Jeanne Selmersheim-Desgrange

Jeanne Selmersheim-Desgrange (1877–1958) was a French neo-impressionist painter who used the art technique of pointillism with her main themes of flowers and gardens. Her painting, Garden at La Lune, Saint-Tropez (1909), shows her signature use of “high-key colors and block-like strokes.”[1]

Some of her oil on canvas works are Garden at La Hune, Saint Tropez (1909), The Flowers, In the Garden (1909), Table blanche, vue sur Saint-Tropez (c. 1930), The Garden, Afternoon Tea, Flowers in the Window, and Bouquet of Flowers.

Selmersheim-Desgrange, raised in a family of artists and architects, became an art student of Paul Signac and later, in 1910, his companion. At the time, Signac was married to Bertha (Robles), and Selmersheim-Desgrange was married to Pierre Desgrange with whom she had three children. In September 1912, Signac and Selmersheim-Desgrange moved to a rented villa in Cap d’Antibes, France and in October 1912 she gave birth to their daughter Ginnette Laurie Anaiis.[2][3][4][5]

In July 1961, Selmersheim-Desgrange’s painting, The Flowers, was one of 57 modern art paintings stolen from the Annonciade Museum of Modern Art in Saint-Tropez, France.[6]

References

  1. Indianapolis Museum of Art. The Holliday Collection, Accession Number: 79.290
  2. Meisler, S. , (2001, September 20). Points of View: Artist Signac Steps Out of the Shadow of his Celebrated Colleague, Pointilist Georges Seurat, to Star in a New Exhibition at the MET. Smithsonian Magazine.

* **STORED DATA**
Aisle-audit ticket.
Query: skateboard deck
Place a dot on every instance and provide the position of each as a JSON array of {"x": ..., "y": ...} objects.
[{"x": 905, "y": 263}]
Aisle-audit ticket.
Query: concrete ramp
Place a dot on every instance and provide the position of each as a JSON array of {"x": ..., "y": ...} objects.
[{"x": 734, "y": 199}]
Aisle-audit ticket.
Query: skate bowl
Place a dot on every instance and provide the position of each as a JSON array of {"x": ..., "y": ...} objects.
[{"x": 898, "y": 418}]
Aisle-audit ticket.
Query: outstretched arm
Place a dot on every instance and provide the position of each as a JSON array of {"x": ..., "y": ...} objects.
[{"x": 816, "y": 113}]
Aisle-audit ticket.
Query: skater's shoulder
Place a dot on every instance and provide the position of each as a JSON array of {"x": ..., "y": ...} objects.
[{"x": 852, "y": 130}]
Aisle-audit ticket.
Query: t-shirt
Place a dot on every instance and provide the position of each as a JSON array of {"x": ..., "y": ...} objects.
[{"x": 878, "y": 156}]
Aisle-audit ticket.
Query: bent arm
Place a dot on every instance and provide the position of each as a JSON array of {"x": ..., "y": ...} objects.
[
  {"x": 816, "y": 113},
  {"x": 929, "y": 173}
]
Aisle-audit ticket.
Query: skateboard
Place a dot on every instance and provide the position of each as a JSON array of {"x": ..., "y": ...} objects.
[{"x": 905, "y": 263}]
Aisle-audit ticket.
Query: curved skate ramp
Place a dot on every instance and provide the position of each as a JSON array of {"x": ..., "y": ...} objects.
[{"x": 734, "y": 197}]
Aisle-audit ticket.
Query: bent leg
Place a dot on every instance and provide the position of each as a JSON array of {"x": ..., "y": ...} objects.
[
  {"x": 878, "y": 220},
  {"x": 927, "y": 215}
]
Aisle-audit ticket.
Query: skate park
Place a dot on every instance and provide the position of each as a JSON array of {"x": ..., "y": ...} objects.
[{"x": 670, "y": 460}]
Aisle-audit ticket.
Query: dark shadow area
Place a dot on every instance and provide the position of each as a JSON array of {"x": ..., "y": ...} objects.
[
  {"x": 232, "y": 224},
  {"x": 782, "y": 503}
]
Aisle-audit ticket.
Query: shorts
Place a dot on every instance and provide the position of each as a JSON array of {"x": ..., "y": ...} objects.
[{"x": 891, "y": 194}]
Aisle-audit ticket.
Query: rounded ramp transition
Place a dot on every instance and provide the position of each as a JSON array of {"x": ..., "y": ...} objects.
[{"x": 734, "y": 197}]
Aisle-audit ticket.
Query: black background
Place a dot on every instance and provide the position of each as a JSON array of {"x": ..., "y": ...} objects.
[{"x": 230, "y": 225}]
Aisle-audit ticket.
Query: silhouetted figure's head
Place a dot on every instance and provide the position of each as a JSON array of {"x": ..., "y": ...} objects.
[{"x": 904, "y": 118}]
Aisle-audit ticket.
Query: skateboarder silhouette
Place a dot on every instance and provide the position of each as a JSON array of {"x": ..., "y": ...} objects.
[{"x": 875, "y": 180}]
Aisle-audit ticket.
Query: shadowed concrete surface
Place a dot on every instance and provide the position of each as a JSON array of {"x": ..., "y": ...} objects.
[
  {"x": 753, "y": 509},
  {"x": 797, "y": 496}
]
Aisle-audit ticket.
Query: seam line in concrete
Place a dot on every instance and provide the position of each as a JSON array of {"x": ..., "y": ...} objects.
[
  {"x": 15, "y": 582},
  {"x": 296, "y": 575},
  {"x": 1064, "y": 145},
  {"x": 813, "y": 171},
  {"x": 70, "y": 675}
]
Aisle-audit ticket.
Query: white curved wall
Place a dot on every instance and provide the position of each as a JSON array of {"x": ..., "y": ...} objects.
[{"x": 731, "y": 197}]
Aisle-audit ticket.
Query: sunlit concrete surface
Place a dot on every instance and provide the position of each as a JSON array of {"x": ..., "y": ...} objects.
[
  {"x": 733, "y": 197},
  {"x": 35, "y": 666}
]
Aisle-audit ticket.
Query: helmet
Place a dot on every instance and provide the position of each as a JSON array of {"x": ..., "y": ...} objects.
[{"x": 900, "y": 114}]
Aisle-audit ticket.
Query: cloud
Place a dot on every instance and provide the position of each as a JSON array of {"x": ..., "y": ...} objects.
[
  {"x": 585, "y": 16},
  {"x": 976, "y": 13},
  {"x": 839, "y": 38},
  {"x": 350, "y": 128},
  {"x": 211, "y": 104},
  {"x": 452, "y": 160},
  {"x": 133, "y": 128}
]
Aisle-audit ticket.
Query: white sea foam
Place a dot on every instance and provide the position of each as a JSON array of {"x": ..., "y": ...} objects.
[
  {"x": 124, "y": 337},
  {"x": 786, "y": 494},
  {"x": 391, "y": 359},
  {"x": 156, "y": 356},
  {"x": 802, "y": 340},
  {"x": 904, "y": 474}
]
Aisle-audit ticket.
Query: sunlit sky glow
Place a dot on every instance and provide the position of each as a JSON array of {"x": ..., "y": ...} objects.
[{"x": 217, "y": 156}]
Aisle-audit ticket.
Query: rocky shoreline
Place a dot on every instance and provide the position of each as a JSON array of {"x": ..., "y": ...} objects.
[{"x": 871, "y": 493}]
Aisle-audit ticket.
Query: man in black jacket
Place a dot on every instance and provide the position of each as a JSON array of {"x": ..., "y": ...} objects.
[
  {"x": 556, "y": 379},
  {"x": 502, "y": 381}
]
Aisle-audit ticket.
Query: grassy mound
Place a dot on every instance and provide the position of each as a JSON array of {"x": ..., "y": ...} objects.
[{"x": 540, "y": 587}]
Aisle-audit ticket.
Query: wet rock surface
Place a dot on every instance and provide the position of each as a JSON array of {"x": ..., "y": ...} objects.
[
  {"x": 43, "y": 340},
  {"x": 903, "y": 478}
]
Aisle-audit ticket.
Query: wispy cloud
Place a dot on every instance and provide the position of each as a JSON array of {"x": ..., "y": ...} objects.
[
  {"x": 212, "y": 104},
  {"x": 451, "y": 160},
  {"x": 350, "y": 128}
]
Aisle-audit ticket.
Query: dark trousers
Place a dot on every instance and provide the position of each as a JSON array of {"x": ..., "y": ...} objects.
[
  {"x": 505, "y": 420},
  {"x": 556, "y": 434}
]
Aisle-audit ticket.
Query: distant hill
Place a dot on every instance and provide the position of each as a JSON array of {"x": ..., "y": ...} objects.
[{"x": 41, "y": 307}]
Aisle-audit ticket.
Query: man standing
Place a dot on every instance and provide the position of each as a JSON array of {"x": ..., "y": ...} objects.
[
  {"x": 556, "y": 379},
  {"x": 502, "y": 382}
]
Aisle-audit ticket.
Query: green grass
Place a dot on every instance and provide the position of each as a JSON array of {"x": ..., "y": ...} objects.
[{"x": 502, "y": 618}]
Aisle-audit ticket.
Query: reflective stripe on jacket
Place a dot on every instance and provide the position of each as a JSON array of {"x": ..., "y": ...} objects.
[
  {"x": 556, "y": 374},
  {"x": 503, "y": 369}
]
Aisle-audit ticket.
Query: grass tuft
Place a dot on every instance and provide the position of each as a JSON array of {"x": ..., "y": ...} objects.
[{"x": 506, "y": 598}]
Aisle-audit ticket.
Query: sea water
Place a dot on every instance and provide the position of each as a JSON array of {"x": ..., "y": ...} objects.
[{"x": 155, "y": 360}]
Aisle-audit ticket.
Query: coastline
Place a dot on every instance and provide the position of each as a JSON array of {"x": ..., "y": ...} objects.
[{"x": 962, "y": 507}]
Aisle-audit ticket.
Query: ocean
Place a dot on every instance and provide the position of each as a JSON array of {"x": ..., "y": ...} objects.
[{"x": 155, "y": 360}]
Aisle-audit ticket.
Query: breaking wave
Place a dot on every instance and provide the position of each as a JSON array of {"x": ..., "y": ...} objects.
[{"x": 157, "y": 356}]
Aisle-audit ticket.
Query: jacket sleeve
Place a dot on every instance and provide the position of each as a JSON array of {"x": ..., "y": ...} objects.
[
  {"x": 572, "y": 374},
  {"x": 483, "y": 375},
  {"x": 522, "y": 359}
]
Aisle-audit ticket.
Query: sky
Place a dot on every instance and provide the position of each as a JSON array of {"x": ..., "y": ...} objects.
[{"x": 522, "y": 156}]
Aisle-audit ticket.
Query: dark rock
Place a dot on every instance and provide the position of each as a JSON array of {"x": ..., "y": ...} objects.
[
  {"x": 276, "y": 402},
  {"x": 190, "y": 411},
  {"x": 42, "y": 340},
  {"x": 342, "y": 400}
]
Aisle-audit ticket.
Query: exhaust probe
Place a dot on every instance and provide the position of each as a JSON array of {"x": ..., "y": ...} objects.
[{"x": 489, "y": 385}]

* **EXERCISES TO COMPLETE**
- a) According to the text on Jeanne Selmersheim-Desgrange, in what year did she become Paul Signac's companion?
- b) List every person other than Selmersheim-Desgrange who is named in the paragraph of the text on Jeanne Selmersheim-Desgrange that begins "Selmersheim-Desgrange, raised in a family of artists and architects."
You won't need the listing for any of this.

* **WORKED SOLUTIONS**
- a) 1910

- b)
Paul Signac
Bertha (Robles)
Pierre Desgrange
Ginnette Laurie Anaiis